The NY Times Alexei Barrionuevo, who is writing some of the best background pieces in connection with the criminal trial of former key Enron executives Ken Lay and Jeff Skilling, profiles former Enron Broadband CEO Ken Rice today, who is expected to be the prosecution’s second witness in the trial if the parties ever get done with the first witness, former Enron investor relations chief, Mark Koenig.
In addition to noting Rice’s disastrous testimony in the Enron Broadband trial last year, Barrionuevo’s piece points out the little-reported fact (mentioned earlier here) that Rice copped his plea deal after prosecutors discovered circumstantial evidence that strongly indicated that Rice engaged in insider trading shortly before Skilling’s resignation in August, 2001:
More than $9 million of [Rice’s $40.3 million in profits from Enron stock trades] came from three trades on July 13, 2001, about a month before Mr. Skilling officially resigned from Enron, according to records from the Securities and Exchange Commission, and around the same time that Mr. Skilling privately told Mr. Lay of his intention to resign, according to earlier testimony by Mark E. Koenig, Enron’s former investor relations chief.
Meanwhile, the prosecution’s decision to spend an inordinate amount of time on direct examination with Koenig appears to be backfiring. The prosecution spent almost two and a half days on direct examination of Koenig, who has now admitted on cross-examination that he really does not have much knowledge of the underlying evaluation process upon which Lay and Skilling based their public statements regarding Enron’s finances. Thus, Koenig is a quintessential witness whose knowledge is a mile wide and an inch deep, and the defense is now hammering his basis for asserting on direct that Lay and Skilling intentionally misled investors. To make matters worse for the Enron Task Force, the prosecution took so much time with Koenig on direct that it is really not in a position to object to the length of time that the defense is spending with Koenig on cross-examination.

Entries from a point-annotation set:
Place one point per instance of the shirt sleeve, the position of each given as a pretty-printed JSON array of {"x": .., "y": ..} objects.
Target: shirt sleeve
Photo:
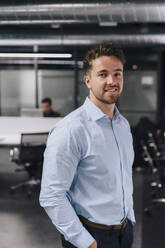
[
  {"x": 61, "y": 159},
  {"x": 131, "y": 215}
]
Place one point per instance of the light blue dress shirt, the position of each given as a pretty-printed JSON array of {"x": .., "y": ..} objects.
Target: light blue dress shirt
[{"x": 88, "y": 171}]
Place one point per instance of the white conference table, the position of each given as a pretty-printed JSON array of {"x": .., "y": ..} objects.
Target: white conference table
[{"x": 11, "y": 128}]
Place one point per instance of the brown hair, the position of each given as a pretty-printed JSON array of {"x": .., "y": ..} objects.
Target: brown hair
[{"x": 104, "y": 49}]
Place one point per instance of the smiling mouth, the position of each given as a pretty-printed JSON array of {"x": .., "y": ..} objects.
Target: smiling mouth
[{"x": 112, "y": 90}]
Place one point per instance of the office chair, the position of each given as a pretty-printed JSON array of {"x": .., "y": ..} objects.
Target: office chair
[
  {"x": 29, "y": 156},
  {"x": 154, "y": 158}
]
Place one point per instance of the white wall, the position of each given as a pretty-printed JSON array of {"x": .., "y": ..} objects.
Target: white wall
[{"x": 17, "y": 90}]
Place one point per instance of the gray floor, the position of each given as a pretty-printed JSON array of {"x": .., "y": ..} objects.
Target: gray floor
[{"x": 24, "y": 223}]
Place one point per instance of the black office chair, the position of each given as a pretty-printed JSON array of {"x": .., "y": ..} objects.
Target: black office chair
[
  {"x": 152, "y": 155},
  {"x": 29, "y": 156}
]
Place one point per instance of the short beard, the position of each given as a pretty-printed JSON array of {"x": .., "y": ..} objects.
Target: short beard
[{"x": 112, "y": 100}]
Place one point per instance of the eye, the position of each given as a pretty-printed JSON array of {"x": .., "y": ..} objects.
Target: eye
[
  {"x": 103, "y": 75},
  {"x": 118, "y": 74}
]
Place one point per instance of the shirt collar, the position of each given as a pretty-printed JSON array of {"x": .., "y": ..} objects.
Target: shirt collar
[{"x": 95, "y": 113}]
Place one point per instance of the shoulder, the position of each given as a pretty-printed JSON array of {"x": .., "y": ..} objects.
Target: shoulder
[{"x": 125, "y": 122}]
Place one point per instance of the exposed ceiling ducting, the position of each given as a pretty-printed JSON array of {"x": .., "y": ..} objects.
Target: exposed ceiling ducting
[
  {"x": 83, "y": 13},
  {"x": 72, "y": 15}
]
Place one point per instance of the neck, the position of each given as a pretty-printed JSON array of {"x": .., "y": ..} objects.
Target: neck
[{"x": 107, "y": 109}]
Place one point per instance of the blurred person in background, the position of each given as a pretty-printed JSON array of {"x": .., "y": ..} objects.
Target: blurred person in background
[{"x": 47, "y": 108}]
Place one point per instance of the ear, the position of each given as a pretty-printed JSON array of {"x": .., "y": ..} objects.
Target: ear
[{"x": 87, "y": 80}]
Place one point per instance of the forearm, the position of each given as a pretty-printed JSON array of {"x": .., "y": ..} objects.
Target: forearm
[{"x": 66, "y": 221}]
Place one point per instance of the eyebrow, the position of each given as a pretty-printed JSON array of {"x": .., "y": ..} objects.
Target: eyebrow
[{"x": 118, "y": 69}]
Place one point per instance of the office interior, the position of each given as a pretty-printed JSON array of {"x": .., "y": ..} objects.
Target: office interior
[{"x": 67, "y": 29}]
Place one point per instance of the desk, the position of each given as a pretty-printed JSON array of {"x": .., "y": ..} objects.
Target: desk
[{"x": 12, "y": 127}]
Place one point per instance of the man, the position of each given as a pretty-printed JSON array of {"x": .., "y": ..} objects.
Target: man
[
  {"x": 87, "y": 176},
  {"x": 47, "y": 108}
]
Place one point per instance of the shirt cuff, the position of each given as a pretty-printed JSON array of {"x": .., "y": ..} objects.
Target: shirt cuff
[
  {"x": 131, "y": 215},
  {"x": 82, "y": 240}
]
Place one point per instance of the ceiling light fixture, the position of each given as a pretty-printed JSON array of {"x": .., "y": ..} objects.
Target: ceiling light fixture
[{"x": 35, "y": 55}]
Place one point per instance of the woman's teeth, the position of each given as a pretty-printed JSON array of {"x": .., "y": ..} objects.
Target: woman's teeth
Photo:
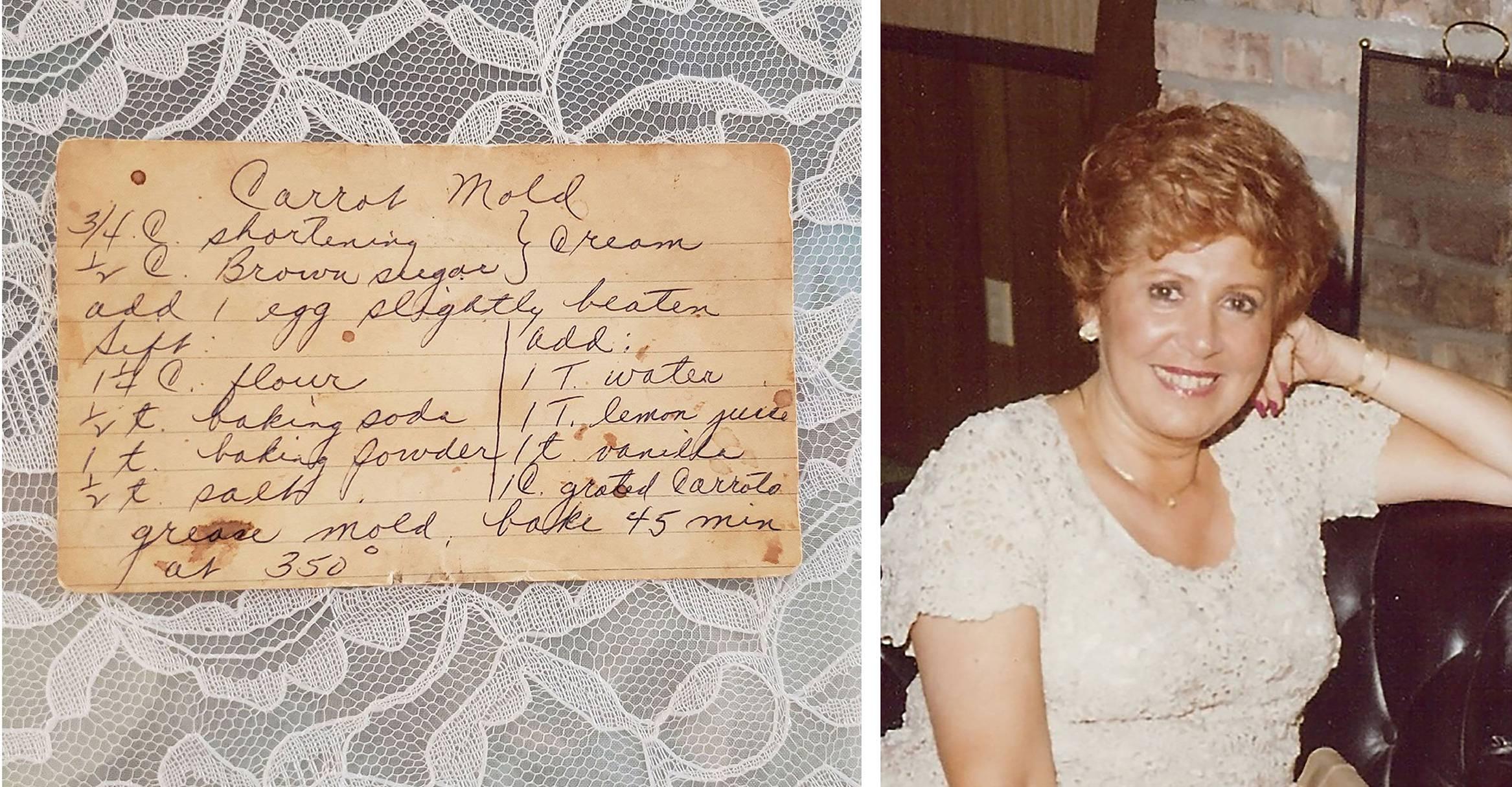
[{"x": 1186, "y": 383}]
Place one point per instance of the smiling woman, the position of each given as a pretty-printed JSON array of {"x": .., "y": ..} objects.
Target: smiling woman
[{"x": 1122, "y": 584}]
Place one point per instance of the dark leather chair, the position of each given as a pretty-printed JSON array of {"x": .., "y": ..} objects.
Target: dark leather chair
[
  {"x": 1422, "y": 695},
  {"x": 1422, "y": 599}
]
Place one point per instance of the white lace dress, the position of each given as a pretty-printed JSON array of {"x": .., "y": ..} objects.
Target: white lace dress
[{"x": 1154, "y": 674}]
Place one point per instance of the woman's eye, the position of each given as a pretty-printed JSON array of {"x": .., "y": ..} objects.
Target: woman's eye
[
  {"x": 1243, "y": 304},
  {"x": 1165, "y": 292}
]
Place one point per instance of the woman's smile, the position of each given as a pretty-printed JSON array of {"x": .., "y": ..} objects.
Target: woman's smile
[{"x": 1186, "y": 381}]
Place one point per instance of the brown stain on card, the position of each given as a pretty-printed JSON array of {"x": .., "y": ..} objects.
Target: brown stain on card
[{"x": 227, "y": 542}]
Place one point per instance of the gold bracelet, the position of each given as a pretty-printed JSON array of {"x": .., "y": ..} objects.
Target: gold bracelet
[{"x": 1372, "y": 372}]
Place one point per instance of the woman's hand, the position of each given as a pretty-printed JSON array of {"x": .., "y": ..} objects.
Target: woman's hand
[{"x": 1307, "y": 352}]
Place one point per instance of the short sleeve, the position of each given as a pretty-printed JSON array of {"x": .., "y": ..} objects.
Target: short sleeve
[
  {"x": 1338, "y": 442},
  {"x": 962, "y": 540}
]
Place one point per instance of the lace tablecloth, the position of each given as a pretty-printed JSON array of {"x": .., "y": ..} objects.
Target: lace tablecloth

REQUIRED TASKS:
(a) According to the post about the Enron trial, why is the prosecution poorly placed to object to how long the defense spends cross-examining Koenig? Answer in one to three sentences.
(b) In the post about the Enron trial, how much of Rice's Enron stock profits came from three trades on July 13, 2001?
(c) Carry on writing the post about the Enron trial, starting right after its final sentence.
This data has nothing to do with the post about the Enron trial.

REPLIES:
(a) The prosecution spent almost two and a half days on its own direct examination of Koenig. Having used so much time itself, it cannot really complain about the length of the defense's cross-examination.

(b) More than $9 million.

(c)
Moreover, my old friend, Joel Androphy, blogging the Lay-Skilling trial over at KTRK-TV, observes the following about another prosecution mistake in dealing with Koenig:
The government allowed Koenig to keep $5 million to fight the civil cases and provide for his family, not the families of the victims. The plea bargain could have required Koenig to pay the maximum fine, and full restitution to the victims even if he provided influential testimony. That would have supported his credibility. Although the judge has the final say on restitution and fines, the government could have required mandatory surrender of funds. Now it looks like he could get reduced jail time and a large pension unlike most former employees. Koenig’s attorney did a commendable job.
It now appears that Rice’s testimony will not begin until Thursday of this week at the earliest, and may not even begin this week at all. Therefore, unless the prosecution pares down its case-in-chief dramatically on the fly, the prosecution’s pre-trial prediction of completing its case-in-chief in nine weeks is looking more and more like a pipe dream.
“he really does not have much knowledge of the underlying evaluation process upon which Lay and Skilling based their public statements”
been there, saw this
doesn’t work–good jurors will move to the next question–well what method did they use and they will notice when the defendants fail to prove such.
As Morris Shenker said, you got to have more documents than the gov’t in a WCCC, and that goes for direct testimony (not just cross) as well.
TK
no longer do you need to spin. inquiring minds may not read the dope and make up their own minds
http://www.enronemail.com/
“The bestest company evah!”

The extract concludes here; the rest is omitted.